#### Passage for review
+ + +
At this year’s World’s Fair of Money, several hobby supporters were honored for encouraging coin enthusiasts to join the American Numismatic Association (ANA). The recruitment period was from January 1 to December 30, 2020. The John and Nancy Wilson Booster Award (named after the duo who have recruited more than 2,000 new members) went to ANA Past President Steven K. Ellsworth, Ronald I. Macfarlane, and John Youngblood III.
Numismatic professionals and companies who have sponsored members through their business activities are recognized with the Dealer Booster Award. This year’s recipient is Coin World. The 2021 Century Club Award, presented to those who have signed up a cumulative total of 100 or more ANA members, was awarded to Michael Contursi, ANA Governor Mark Lighterman, and Mike Dinger.
The Burnett Anderson Memorial Award for Excellence in Numismatic Writing is presented annually to a researcher, author, or journalist in recognition of their body of work and career contributions to numismatics. First conferred posthumously on its namesake in 1999 at the ANA’s 108th Anniversary Convention, the award is intended to recognize quality and integrity in numismatic wordsmithing of every kind. The recipient is selected in a cooperative process by the ANA, the American Numismatic Society (ANS), and the Numismatic Literary Guild (NLG).
This year’s recipient is Joel J. Orosz, a prolific researcher and writer who has been working in the field for four decades. Burnett Anderson’s son Mark Anderson accepted the ward on Orosz’s behalf at the Awards Banquet held August 13 at the World’s Fair of Money.
Orosz found a vocation in philanthropy and an avocation in numismatics. These interests brought balance to his life, for, as he puts it, he dedicated his workdays to giving away large sums of money and spent his leisure hours trying to claw a little bit of it back. Over the years, he has focused on tracing the literary byways of early American numismatics and also on gathering association copies (books inscribed by their authors and notable previous owners).
His numismatic corpus originated in the early 1980s. His research has been published in Rare Coin Review, The Numismatist, The American Journal of Numismatics, and several other periodicals. He is currently a columnist for The Asylum and for Coin World. Orosz has authored two numismatic books and co-authored three more. His three most recent works – The Secret History of the First U.S. Mint (2011); Truth Seeker: The Life of Eric P. Newman (2016); and 1792: Birth of a Nation’s Coinage (2017) – all received the Numismatic Literary Guild’s prestigious Book of the Year Award.
The philanthropic numismatist also has been honored with three first-place ANA Heath Literary Awards (2000, 2010, and 2017) and the Wayte and Olga Raymond Memorial Literary Award (2018). In addition to the NLG, Orosz has earned numerous accolades from the Professional Numismatists Guild (PNG), the John Reich Collectors Society, and the Society of Paper Money Collectors. The Numismatic Bibliomania Society named its annual writer’s award after Orosz, who shared the 2020 NLG Clemy Award (the organization’s highest honor) with Len Augsburger.
Recognized Medallic Artist
The ANA’s Numismatic Art Award for Excellence in Medallic Sculpture is an annual honor given to an artist whose lifetime work in the field rises above all others. The 2021 recipient is Belgian artist Paul Huybrechts.
+ + +
#### Required tasks
#1 According to the awards article, who received this year's Dealer Booster Award?
#2 Please repeat the awards article word for word, between "This year’s recipient is Joel" and "notable previous owners).", inclusive.
The rows after this point have nothing to do with the awards article.
+ + +
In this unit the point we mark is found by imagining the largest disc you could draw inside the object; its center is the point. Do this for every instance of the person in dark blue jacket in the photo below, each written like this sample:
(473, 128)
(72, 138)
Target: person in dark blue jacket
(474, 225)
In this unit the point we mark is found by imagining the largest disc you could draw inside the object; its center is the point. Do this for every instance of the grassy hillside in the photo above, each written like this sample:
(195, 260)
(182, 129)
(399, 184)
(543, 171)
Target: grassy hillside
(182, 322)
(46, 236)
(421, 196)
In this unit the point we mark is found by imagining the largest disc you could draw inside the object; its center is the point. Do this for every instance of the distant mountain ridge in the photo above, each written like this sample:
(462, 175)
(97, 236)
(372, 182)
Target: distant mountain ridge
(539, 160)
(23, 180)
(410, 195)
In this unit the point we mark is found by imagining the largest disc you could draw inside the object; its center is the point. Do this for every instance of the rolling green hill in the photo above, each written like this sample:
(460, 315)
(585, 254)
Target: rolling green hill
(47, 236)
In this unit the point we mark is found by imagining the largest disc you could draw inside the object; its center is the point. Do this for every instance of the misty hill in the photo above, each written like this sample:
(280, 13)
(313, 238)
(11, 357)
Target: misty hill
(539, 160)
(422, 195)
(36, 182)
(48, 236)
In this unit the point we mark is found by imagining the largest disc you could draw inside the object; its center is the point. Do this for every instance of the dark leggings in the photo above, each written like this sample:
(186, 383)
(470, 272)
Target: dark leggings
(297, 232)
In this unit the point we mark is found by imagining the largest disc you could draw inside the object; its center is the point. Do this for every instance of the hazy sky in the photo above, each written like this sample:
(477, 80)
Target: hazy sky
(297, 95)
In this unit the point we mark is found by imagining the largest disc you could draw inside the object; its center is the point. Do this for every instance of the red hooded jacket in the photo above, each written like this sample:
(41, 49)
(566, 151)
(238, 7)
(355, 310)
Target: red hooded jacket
+ + +
#### Answers below
#1 Coin World

#2
This year’s recipient is Joel J. Orosz, a prolific researcher and writer who has been working in the field for four decades. Burnett Anderson’s son Mark Anderson accepted the ward on Orosz’s behalf at the Awards Banquet held August 13 at the World’s Fair of Money.
Orosz found a vocation in philanthropy and an avocation in numismatics. These interests brought balance to his life, for, as he puts it, he dedicated his workdays to giving away large sums of money and spent his leisure hours trying to claw a little bit of it back. Over the years, he has focused on tracing the literary byways of early American numismatics and also on gathering association copies (books inscribed by their authors and notable previous owners).